■ Your task
Scan the listing below and copy every line holding "lane".

■ Data to examine
- Opening Delimiter -
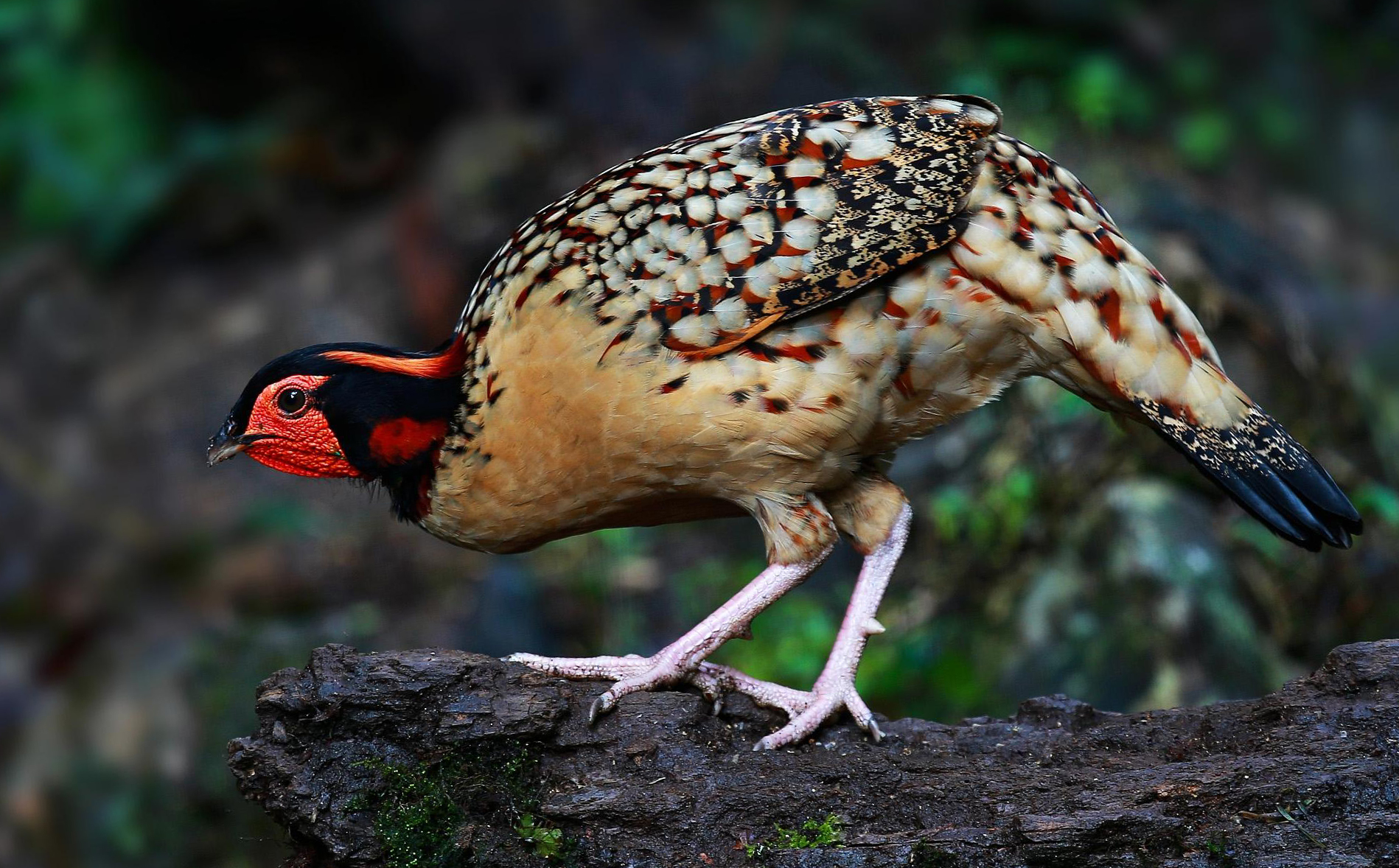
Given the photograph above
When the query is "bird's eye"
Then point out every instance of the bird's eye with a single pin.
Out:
- Closing Delimiter -
- Opening Delimiter -
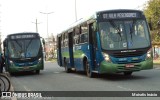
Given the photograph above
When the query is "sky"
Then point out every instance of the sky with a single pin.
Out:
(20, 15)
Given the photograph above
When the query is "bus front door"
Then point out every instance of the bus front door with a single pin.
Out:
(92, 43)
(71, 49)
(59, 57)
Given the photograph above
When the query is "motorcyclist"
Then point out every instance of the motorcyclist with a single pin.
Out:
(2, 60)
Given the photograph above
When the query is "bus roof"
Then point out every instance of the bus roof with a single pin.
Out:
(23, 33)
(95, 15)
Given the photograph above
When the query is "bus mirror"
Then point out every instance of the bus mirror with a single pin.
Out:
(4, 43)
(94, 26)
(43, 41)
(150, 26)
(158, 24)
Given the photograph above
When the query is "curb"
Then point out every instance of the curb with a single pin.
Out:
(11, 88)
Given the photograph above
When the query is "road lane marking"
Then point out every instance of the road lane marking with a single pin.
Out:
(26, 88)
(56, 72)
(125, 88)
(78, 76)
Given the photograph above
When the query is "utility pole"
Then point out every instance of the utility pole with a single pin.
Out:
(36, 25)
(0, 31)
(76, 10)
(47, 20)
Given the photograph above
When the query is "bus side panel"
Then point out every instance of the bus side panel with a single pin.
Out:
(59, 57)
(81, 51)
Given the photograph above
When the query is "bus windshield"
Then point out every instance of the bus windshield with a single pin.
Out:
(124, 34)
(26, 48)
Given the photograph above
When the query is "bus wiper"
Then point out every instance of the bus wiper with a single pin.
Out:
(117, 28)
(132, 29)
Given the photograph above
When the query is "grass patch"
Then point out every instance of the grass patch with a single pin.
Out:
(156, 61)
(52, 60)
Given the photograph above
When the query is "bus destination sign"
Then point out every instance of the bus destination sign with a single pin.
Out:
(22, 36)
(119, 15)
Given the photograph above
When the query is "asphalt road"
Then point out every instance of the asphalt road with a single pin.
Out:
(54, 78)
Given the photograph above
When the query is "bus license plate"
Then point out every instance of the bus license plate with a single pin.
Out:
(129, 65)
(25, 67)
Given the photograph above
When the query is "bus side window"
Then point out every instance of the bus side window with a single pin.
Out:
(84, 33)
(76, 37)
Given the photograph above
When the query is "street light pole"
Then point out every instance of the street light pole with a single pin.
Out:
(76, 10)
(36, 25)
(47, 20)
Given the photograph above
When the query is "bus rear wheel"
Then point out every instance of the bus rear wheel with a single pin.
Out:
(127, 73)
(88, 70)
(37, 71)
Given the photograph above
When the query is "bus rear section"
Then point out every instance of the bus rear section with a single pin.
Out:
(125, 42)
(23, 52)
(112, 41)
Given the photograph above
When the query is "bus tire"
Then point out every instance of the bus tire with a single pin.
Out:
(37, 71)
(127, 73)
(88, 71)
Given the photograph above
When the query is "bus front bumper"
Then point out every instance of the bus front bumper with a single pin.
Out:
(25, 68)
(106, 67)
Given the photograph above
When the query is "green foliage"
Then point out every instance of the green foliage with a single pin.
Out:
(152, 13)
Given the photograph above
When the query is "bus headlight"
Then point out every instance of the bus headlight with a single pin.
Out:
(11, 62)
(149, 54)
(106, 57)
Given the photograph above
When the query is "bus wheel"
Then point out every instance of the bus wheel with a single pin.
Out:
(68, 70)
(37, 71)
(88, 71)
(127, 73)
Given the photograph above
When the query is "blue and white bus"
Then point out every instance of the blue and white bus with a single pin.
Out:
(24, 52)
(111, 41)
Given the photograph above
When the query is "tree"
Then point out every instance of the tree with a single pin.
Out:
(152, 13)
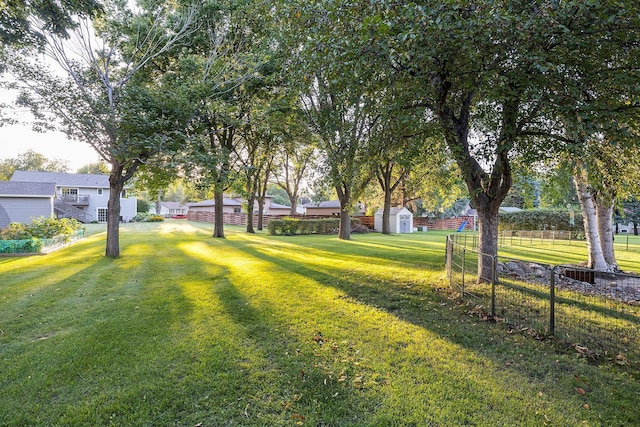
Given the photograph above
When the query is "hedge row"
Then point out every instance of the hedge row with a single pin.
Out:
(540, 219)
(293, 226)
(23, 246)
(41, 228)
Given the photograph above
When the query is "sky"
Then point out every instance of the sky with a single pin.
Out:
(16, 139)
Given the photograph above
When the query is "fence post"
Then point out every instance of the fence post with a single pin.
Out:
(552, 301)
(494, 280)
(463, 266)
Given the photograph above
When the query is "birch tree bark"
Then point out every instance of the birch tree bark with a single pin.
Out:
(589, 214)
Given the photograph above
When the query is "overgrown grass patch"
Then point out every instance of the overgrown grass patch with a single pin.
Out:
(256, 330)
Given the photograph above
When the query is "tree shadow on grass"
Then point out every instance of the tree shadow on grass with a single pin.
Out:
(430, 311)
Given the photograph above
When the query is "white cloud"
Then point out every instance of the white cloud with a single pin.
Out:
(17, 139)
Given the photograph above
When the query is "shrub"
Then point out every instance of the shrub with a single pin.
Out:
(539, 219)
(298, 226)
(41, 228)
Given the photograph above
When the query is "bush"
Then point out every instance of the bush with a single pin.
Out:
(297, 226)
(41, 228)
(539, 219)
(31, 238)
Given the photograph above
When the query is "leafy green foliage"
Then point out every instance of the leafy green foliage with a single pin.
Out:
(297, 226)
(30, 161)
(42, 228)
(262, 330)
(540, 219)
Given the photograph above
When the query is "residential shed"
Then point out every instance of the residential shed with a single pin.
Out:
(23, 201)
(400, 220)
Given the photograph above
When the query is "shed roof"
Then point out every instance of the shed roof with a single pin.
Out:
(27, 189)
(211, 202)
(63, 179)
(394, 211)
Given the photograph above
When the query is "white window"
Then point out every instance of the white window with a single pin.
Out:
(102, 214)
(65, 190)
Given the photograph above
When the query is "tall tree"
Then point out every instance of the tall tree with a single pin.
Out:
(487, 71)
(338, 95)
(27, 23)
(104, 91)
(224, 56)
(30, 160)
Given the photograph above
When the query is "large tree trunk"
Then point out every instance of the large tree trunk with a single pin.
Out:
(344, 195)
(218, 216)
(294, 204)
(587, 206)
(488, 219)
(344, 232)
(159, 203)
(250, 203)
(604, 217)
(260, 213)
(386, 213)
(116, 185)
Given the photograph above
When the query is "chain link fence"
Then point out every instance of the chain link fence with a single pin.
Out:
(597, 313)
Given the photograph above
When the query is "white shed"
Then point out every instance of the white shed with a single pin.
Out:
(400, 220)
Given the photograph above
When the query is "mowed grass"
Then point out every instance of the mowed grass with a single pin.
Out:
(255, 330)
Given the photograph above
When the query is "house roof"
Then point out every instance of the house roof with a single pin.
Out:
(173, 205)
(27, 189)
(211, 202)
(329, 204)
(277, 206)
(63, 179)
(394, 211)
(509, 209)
- Closing Delimiter -
■ Reply
When the query is "road lane marking"
Then point out every instance of the road lane marking with a single pin.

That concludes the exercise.